** MATERIAL SUPPLIED follows **

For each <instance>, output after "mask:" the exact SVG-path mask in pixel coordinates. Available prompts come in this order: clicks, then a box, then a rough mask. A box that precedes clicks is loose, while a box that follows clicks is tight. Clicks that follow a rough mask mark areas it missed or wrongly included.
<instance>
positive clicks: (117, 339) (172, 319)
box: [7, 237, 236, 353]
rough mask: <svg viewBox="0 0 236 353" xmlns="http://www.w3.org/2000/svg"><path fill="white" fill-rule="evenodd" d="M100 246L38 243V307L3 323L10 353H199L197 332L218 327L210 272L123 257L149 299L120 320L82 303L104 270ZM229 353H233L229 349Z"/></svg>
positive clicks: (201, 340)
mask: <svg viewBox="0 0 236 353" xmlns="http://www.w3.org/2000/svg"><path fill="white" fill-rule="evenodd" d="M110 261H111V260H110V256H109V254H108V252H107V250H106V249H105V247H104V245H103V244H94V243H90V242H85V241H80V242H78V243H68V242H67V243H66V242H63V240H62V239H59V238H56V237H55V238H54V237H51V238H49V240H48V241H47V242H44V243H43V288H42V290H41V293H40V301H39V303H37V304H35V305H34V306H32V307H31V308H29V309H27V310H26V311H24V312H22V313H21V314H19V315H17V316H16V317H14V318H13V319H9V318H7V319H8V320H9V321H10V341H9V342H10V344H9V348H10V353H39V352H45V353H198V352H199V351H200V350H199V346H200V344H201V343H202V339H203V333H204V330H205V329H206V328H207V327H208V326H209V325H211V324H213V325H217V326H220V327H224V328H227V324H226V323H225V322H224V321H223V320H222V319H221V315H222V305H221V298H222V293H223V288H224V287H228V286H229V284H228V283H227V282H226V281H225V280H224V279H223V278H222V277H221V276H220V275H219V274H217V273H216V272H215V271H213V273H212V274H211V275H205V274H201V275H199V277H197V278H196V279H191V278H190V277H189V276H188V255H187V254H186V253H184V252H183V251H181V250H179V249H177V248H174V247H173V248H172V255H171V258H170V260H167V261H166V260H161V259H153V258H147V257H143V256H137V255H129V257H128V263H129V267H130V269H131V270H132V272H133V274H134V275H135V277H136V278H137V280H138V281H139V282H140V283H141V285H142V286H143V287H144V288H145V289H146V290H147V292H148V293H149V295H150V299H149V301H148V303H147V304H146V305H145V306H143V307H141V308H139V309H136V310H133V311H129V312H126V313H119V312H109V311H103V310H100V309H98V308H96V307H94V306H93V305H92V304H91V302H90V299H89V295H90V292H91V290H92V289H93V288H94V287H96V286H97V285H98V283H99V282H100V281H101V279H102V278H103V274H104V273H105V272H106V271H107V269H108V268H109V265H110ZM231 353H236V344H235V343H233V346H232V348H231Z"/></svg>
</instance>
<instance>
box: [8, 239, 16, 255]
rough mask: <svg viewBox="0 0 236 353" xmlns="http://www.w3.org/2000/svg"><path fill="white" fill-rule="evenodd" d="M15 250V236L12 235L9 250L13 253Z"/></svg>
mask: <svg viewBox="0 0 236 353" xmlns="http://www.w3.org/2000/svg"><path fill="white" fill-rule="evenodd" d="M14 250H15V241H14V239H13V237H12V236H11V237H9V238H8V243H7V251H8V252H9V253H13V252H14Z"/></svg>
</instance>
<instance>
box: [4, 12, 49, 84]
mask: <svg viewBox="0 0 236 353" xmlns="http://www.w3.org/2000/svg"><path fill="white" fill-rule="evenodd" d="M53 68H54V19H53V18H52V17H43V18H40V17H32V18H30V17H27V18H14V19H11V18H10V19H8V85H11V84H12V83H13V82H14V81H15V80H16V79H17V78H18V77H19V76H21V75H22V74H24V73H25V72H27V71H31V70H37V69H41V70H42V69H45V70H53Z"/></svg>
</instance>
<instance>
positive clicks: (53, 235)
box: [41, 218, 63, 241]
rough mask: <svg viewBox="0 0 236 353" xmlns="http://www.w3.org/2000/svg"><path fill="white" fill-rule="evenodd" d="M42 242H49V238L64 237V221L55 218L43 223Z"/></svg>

** End of MATERIAL SUPPLIED **

## [EXERCISE DIRECTIONS]
Set down the full listing once more, exactly as written.

## [RESULT OF THE EXERCISE]
For each <instance>, output after "mask:" the exact SVG-path mask in pixel coordinates. Available prompts come in this order: clicks, then a box, then a rough mask. A box that precedes clicks is loose, while a box that follows clicks is tight. Clicks that follow a rough mask mark areas it missed or wrongly included.
<instance>
positive clicks: (117, 339) (172, 319)
box: [7, 237, 236, 353]
rough mask: <svg viewBox="0 0 236 353" xmlns="http://www.w3.org/2000/svg"><path fill="white" fill-rule="evenodd" d="M100 246L38 243V307L3 323L10 353H199L197 332L218 327L210 272L123 257L149 299L120 320L82 303L104 270ZM229 353H233L229 349Z"/></svg>
positive clicks: (201, 340)
mask: <svg viewBox="0 0 236 353" xmlns="http://www.w3.org/2000/svg"><path fill="white" fill-rule="evenodd" d="M110 261H111V260H110V256H109V254H108V252H107V250H106V249H105V247H104V245H103V244H94V243H90V242H85V241H80V242H78V243H68V242H67V243H66V242H63V240H62V239H59V238H56V237H55V238H54V237H51V238H49V240H48V241H47V242H44V243H43V288H42V290H41V293H40V301H39V303H37V304H35V305H34V306H32V307H31V308H29V309H27V310H26V311H24V312H22V313H21V314H19V315H17V316H16V317H14V318H13V319H9V318H7V319H8V320H9V321H10V341H9V342H10V344H9V348H10V353H39V352H45V353H198V352H199V351H200V350H199V346H200V344H201V343H202V339H203V333H204V330H205V329H206V328H207V327H208V326H209V325H211V324H213V325H217V326H220V327H224V328H227V324H226V323H225V322H224V321H223V320H222V319H221V315H222V305H221V298H222V293H223V288H224V287H228V286H229V284H228V283H227V282H226V281H225V280H224V279H223V278H222V277H221V276H220V275H219V274H217V273H216V272H215V271H213V273H212V274H211V275H205V274H201V275H199V277H197V278H196V279H191V278H190V277H189V276H188V255H187V254H186V253H184V252H183V251H181V250H179V249H177V248H174V247H173V248H172V255H171V258H170V260H167V261H166V260H161V259H153V258H147V257H143V256H137V255H129V257H128V263H129V267H130V269H131V270H132V272H133V274H134V275H135V277H136V278H137V280H138V281H139V282H140V283H141V285H142V286H143V287H144V288H145V289H146V290H147V292H148V293H149V295H150V299H149V301H148V303H147V304H146V305H145V306H143V307H141V308H139V309H136V310H133V311H129V312H126V313H119V312H109V311H103V310H100V309H98V308H96V307H94V306H93V305H92V304H91V302H90V299H89V295H90V292H91V290H92V289H93V288H94V287H96V286H97V285H98V283H99V282H100V281H101V279H102V278H103V274H104V273H105V272H106V271H107V269H108V268H109V265H110ZM231 353H236V344H235V343H233V346H232V348H231Z"/></svg>
</instance>
<instance>
box: [8, 239, 16, 255]
rough mask: <svg viewBox="0 0 236 353" xmlns="http://www.w3.org/2000/svg"><path fill="white" fill-rule="evenodd" d="M15 250V236L12 235L9 250L13 253Z"/></svg>
mask: <svg viewBox="0 0 236 353" xmlns="http://www.w3.org/2000/svg"><path fill="white" fill-rule="evenodd" d="M14 250H15V241H14V239H13V237H12V236H11V237H9V238H8V243H7V251H8V252H9V253H13V252H14Z"/></svg>
</instance>
<instance>
box: [4, 12, 49, 84]
mask: <svg viewBox="0 0 236 353" xmlns="http://www.w3.org/2000/svg"><path fill="white" fill-rule="evenodd" d="M53 68H54V19H53V18H52V17H43V18H40V17H32V18H30V17H27V18H14V19H11V18H10V19H8V85H11V84H12V83H13V82H14V81H15V80H16V79H17V78H18V77H19V76H21V75H22V74H24V73H25V72H27V71H31V70H37V69H41V70H42V69H45V70H53Z"/></svg>
</instance>
<instance>
positive clicks: (53, 235)
box: [41, 218, 63, 241]
rough mask: <svg viewBox="0 0 236 353" xmlns="http://www.w3.org/2000/svg"><path fill="white" fill-rule="evenodd" d="M42 242H49V238L64 237V221L55 218L43 223Z"/></svg>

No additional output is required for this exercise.